--- Listed entries ---
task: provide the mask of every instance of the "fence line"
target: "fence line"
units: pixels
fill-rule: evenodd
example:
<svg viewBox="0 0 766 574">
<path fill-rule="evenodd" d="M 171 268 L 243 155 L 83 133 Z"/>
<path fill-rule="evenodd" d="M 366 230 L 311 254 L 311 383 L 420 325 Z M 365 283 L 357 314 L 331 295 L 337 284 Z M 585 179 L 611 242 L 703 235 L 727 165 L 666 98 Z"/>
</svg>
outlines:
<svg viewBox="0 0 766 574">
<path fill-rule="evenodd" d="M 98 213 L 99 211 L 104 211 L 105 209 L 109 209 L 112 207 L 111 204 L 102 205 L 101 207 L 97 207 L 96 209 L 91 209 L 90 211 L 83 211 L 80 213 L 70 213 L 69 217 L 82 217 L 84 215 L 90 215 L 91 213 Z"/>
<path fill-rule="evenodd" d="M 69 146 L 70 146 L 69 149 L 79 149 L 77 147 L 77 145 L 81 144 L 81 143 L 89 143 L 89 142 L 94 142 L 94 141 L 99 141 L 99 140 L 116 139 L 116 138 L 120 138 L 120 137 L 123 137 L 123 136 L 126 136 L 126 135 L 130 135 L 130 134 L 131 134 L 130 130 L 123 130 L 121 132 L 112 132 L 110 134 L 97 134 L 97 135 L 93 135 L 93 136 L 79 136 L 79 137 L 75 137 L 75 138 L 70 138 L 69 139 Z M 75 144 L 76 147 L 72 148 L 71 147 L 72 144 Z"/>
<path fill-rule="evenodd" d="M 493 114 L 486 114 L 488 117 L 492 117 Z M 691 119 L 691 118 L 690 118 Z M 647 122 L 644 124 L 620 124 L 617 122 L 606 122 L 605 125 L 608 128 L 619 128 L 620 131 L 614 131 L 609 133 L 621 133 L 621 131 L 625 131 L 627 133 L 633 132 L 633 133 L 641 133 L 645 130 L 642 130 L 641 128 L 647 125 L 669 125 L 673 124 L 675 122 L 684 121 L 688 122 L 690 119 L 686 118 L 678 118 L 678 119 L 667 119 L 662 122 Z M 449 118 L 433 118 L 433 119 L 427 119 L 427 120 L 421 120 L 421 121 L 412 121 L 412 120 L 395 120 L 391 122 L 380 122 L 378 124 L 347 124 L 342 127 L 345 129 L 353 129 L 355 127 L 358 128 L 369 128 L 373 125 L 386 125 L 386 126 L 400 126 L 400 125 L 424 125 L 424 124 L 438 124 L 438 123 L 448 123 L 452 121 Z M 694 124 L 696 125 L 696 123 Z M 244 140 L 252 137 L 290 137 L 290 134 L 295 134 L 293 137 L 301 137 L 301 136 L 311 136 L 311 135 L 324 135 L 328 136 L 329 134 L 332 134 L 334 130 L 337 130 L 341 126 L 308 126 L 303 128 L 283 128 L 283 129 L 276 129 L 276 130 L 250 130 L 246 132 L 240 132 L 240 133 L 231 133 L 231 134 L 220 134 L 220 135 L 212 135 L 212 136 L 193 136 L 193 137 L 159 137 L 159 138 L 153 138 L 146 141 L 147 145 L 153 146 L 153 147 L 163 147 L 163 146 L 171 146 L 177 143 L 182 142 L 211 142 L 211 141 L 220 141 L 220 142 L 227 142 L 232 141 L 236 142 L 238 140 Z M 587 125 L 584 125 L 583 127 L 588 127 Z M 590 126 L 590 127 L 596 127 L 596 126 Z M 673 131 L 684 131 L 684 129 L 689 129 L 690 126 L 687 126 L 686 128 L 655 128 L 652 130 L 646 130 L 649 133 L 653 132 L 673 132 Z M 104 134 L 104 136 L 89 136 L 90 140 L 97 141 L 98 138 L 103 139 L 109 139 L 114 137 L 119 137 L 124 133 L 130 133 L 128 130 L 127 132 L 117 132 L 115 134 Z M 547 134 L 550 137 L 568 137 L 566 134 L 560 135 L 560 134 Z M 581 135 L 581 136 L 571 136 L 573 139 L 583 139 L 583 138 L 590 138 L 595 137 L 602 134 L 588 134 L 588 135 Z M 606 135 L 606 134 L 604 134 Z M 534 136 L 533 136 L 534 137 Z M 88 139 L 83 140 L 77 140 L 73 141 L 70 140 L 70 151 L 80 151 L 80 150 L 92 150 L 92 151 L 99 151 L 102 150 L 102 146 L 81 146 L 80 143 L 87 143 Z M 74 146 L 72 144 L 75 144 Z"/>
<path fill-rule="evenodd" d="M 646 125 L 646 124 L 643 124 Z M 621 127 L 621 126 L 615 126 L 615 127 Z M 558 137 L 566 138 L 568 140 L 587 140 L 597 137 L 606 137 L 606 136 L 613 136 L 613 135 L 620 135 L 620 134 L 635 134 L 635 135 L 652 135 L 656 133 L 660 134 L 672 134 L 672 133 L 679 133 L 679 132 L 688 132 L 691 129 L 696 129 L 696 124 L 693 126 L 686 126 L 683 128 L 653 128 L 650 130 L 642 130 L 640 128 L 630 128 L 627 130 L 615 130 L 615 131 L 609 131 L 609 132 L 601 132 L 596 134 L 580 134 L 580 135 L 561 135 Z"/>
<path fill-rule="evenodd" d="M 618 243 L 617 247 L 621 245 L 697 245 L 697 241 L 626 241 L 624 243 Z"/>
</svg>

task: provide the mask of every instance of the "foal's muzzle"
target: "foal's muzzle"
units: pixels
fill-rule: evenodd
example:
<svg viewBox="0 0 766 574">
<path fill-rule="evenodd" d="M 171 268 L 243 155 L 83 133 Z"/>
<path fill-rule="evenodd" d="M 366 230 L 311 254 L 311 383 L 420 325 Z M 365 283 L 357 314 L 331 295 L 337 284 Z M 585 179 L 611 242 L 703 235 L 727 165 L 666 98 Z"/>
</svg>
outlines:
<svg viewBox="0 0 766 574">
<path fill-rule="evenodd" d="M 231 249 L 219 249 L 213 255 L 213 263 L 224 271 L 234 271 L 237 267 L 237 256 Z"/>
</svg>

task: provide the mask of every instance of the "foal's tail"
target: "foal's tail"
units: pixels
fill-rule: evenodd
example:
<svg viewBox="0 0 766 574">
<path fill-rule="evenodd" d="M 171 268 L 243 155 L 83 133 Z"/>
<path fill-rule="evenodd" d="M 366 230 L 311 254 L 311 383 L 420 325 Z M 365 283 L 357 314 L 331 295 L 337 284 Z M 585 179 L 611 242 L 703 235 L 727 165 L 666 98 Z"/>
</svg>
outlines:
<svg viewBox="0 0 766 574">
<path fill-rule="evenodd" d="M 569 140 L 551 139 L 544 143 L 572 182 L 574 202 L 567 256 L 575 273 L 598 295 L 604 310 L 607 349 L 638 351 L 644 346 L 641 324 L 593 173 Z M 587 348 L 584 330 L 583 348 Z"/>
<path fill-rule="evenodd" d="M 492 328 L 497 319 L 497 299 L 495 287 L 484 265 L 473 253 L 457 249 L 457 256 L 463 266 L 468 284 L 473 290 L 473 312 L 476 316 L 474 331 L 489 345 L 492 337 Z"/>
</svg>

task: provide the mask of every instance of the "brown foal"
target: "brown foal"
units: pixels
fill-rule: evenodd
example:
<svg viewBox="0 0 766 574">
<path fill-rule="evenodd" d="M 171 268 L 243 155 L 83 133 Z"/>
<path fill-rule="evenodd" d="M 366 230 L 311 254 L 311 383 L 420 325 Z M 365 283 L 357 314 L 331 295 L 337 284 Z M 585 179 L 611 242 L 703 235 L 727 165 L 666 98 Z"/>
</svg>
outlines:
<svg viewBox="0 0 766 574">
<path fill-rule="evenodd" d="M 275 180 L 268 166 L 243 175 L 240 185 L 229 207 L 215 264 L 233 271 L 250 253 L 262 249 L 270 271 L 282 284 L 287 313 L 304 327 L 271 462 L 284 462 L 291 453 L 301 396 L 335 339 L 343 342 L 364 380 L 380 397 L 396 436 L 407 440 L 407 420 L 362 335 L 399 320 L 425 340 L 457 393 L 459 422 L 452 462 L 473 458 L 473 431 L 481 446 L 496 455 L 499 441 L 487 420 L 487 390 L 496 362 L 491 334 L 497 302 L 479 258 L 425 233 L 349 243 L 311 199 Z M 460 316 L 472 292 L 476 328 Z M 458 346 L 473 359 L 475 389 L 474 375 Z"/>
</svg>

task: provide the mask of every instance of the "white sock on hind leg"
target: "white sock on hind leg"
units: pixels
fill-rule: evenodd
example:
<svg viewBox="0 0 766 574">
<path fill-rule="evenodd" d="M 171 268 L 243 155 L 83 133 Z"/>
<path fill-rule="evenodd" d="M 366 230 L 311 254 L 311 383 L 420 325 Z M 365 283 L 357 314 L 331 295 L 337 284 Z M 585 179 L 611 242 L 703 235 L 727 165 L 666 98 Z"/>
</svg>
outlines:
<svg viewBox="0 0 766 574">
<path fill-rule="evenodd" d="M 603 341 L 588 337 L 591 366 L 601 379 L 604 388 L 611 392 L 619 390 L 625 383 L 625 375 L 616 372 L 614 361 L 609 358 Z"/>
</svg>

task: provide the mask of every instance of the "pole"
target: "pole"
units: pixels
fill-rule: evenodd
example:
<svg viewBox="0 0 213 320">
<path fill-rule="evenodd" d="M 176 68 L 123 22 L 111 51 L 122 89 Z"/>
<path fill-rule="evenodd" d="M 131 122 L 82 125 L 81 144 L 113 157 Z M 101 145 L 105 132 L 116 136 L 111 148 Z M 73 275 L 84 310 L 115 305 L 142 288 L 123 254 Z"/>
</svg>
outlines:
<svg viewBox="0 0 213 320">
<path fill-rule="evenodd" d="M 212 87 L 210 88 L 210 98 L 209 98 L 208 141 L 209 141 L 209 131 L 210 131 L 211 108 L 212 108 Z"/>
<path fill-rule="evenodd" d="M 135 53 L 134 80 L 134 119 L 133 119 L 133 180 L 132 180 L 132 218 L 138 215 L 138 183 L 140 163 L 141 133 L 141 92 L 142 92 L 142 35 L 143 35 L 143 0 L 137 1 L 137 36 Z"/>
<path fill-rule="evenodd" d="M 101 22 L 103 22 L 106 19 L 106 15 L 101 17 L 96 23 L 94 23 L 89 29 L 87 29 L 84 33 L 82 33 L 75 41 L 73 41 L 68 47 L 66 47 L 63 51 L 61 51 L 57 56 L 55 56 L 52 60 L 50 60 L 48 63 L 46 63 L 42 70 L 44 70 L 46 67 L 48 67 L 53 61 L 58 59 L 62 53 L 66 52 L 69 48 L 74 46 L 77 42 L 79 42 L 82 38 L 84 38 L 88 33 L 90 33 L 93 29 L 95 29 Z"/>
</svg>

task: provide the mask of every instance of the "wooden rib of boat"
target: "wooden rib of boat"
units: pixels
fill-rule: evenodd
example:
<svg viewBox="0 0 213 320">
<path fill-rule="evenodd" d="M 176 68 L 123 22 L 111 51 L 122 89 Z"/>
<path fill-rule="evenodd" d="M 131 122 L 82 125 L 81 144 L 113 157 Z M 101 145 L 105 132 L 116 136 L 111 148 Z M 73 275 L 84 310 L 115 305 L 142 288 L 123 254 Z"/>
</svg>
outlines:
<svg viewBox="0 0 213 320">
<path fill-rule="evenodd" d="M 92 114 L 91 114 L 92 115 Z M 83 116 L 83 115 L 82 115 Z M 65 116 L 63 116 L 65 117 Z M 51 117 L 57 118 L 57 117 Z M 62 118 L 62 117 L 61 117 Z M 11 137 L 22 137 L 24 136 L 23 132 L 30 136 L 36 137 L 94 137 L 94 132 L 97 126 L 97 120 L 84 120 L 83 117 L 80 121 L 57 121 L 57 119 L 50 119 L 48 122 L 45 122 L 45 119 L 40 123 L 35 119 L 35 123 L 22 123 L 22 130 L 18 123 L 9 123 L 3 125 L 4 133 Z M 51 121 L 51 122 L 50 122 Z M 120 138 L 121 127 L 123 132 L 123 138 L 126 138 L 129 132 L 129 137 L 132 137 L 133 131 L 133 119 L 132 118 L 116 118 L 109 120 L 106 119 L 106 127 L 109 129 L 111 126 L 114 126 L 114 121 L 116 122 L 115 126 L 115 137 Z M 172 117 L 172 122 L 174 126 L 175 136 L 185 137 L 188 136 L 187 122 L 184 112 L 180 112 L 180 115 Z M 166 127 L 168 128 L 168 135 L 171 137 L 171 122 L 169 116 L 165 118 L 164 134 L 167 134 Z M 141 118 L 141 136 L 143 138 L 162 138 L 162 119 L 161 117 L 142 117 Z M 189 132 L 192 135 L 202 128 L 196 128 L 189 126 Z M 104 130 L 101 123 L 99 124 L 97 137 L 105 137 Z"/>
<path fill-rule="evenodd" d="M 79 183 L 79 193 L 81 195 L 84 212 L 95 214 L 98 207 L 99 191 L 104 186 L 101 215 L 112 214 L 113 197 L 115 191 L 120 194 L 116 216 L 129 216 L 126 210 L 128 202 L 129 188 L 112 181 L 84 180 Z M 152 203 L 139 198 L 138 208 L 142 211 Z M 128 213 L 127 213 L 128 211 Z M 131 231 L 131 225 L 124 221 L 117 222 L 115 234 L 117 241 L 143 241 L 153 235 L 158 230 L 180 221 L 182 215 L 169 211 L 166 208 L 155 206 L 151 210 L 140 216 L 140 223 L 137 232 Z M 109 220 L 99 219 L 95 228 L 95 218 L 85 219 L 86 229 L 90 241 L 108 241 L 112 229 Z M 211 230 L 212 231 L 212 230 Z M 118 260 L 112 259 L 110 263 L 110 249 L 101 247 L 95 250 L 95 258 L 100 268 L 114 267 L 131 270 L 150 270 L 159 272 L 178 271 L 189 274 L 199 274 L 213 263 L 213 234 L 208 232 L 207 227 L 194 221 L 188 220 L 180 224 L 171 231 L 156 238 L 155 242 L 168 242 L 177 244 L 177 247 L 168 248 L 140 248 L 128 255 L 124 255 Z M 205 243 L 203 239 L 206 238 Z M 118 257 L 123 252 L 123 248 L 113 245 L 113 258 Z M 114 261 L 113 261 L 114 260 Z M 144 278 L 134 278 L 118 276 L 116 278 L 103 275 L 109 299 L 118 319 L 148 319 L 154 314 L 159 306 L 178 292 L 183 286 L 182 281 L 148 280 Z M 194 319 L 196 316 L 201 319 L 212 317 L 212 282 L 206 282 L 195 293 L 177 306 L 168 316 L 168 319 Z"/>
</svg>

--- Exercise prompt ---
Pull every line containing the word "hind" out of the entries above.

--- Solution to the exercise ---
task: provide the mask of every instance of the "white sock on hind leg"
target: "white sock on hind leg"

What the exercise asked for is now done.